* [WHAT YOU NEED TO DO] Print everything below from the line containing "on the door" down to the line containing "x=585, y=398", both lines included, reproducing each one character for character.

* [GIVEN DATA]

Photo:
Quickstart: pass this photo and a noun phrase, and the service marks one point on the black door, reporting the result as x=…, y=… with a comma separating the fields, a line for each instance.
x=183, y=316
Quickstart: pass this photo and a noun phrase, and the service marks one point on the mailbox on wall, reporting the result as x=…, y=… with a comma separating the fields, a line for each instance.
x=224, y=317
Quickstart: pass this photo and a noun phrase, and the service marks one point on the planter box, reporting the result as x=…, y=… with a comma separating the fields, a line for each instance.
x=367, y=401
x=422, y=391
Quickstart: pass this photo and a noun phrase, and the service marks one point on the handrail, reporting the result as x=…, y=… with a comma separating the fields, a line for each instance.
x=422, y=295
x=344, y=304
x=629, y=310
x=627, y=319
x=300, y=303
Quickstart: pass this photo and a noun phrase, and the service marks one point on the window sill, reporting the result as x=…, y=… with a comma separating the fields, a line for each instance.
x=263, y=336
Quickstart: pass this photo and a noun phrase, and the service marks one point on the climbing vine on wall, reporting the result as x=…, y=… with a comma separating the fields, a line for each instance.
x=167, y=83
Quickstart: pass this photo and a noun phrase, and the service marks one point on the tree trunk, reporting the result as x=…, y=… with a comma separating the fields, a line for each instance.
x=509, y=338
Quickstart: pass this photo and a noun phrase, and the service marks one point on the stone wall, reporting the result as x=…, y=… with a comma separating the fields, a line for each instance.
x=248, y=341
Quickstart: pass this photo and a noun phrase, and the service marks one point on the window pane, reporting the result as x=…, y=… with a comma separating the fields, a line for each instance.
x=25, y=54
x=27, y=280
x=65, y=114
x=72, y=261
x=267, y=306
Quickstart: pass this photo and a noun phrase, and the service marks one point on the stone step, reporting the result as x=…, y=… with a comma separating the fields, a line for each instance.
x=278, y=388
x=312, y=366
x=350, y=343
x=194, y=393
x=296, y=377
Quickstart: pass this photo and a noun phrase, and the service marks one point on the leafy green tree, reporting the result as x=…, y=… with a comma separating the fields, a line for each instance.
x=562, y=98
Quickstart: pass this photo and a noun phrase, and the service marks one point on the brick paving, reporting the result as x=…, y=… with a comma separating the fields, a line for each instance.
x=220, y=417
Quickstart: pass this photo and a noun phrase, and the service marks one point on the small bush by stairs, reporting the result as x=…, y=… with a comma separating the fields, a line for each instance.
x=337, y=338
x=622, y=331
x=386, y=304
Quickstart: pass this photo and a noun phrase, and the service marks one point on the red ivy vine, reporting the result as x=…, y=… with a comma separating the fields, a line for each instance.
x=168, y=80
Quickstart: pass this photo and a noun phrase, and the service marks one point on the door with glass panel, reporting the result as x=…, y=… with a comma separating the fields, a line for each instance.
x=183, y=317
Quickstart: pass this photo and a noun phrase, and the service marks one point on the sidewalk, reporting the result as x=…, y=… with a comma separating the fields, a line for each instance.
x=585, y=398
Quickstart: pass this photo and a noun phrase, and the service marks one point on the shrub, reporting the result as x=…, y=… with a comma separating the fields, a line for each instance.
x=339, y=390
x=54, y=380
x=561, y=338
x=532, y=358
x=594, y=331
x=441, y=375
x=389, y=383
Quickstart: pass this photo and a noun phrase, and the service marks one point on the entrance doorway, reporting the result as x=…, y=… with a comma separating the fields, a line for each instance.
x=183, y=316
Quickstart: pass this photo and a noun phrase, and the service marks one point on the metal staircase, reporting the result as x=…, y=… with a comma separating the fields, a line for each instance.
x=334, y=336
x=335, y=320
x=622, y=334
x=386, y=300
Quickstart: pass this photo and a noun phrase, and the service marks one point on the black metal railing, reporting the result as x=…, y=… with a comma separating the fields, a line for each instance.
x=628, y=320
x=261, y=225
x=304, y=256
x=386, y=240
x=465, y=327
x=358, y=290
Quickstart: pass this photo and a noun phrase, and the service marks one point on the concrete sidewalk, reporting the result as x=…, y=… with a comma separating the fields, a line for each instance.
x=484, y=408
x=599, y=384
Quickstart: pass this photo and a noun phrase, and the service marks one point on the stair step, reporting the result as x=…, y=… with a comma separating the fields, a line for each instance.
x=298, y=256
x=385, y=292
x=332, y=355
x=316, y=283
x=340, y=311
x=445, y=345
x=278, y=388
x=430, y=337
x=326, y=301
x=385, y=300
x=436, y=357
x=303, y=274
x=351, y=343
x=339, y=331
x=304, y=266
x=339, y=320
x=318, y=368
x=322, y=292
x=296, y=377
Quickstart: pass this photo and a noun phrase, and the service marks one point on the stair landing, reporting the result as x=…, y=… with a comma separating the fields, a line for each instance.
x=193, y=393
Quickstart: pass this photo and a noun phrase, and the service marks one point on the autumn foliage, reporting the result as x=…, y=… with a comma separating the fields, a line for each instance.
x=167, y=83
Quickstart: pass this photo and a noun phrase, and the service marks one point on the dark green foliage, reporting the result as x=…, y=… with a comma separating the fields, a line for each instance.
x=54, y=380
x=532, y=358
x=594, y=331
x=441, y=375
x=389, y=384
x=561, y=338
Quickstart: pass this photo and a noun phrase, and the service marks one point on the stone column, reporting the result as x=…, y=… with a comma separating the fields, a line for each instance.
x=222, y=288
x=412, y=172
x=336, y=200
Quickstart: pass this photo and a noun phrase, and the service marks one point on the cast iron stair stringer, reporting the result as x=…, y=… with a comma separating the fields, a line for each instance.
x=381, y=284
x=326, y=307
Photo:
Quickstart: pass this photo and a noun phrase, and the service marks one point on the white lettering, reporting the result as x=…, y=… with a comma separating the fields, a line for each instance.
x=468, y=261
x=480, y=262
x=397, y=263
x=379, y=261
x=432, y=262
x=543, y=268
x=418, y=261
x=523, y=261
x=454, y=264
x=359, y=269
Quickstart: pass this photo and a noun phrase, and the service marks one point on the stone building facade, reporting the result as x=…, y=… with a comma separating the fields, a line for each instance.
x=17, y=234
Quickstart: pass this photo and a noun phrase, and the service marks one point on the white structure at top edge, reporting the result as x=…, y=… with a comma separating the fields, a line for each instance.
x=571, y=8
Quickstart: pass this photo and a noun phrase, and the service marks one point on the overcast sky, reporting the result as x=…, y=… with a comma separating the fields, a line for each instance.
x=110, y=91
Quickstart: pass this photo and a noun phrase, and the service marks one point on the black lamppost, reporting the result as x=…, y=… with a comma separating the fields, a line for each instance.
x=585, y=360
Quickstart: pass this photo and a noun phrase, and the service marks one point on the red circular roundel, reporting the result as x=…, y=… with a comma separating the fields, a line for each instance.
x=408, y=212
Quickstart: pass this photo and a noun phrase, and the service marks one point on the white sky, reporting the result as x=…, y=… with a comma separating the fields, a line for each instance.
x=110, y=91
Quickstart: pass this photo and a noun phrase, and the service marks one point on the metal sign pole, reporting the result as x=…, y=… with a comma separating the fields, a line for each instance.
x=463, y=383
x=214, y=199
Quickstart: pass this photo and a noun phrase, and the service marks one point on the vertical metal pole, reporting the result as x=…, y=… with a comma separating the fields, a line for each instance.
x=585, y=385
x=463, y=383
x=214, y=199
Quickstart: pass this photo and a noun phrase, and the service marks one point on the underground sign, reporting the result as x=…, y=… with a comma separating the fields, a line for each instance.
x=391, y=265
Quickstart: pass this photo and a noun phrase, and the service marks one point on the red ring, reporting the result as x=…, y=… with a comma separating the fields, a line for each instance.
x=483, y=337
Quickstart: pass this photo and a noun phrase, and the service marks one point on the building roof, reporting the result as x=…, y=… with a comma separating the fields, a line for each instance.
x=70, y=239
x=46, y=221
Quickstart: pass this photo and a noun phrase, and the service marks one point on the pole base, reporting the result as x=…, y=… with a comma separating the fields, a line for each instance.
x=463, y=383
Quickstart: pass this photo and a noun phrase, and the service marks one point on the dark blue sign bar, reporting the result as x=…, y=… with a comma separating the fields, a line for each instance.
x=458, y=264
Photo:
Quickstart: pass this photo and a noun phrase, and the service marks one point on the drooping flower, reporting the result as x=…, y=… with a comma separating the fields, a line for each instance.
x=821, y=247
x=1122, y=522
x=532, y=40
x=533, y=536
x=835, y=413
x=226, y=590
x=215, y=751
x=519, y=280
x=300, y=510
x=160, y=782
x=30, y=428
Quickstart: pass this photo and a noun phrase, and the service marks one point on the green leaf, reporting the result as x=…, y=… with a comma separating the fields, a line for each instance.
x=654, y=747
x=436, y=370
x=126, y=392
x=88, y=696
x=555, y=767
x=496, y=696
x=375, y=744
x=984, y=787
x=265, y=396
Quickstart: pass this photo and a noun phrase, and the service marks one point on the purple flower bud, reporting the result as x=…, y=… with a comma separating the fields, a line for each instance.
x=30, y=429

* [SOLUTION FOR THIS EXERCISE]
Quickstart: pass this photo and a noun phrase, and the service marks one point on the door with glass panel, reporting the result as x=…, y=… with a comma separating the fields, a line for each instance.
x=183, y=317
Quickstart: pass this photo and a noun phrase, and the service marks one point on the sidewalk, reporting the result as x=…, y=… with a comma separating the fields, a line for each instance.
x=585, y=398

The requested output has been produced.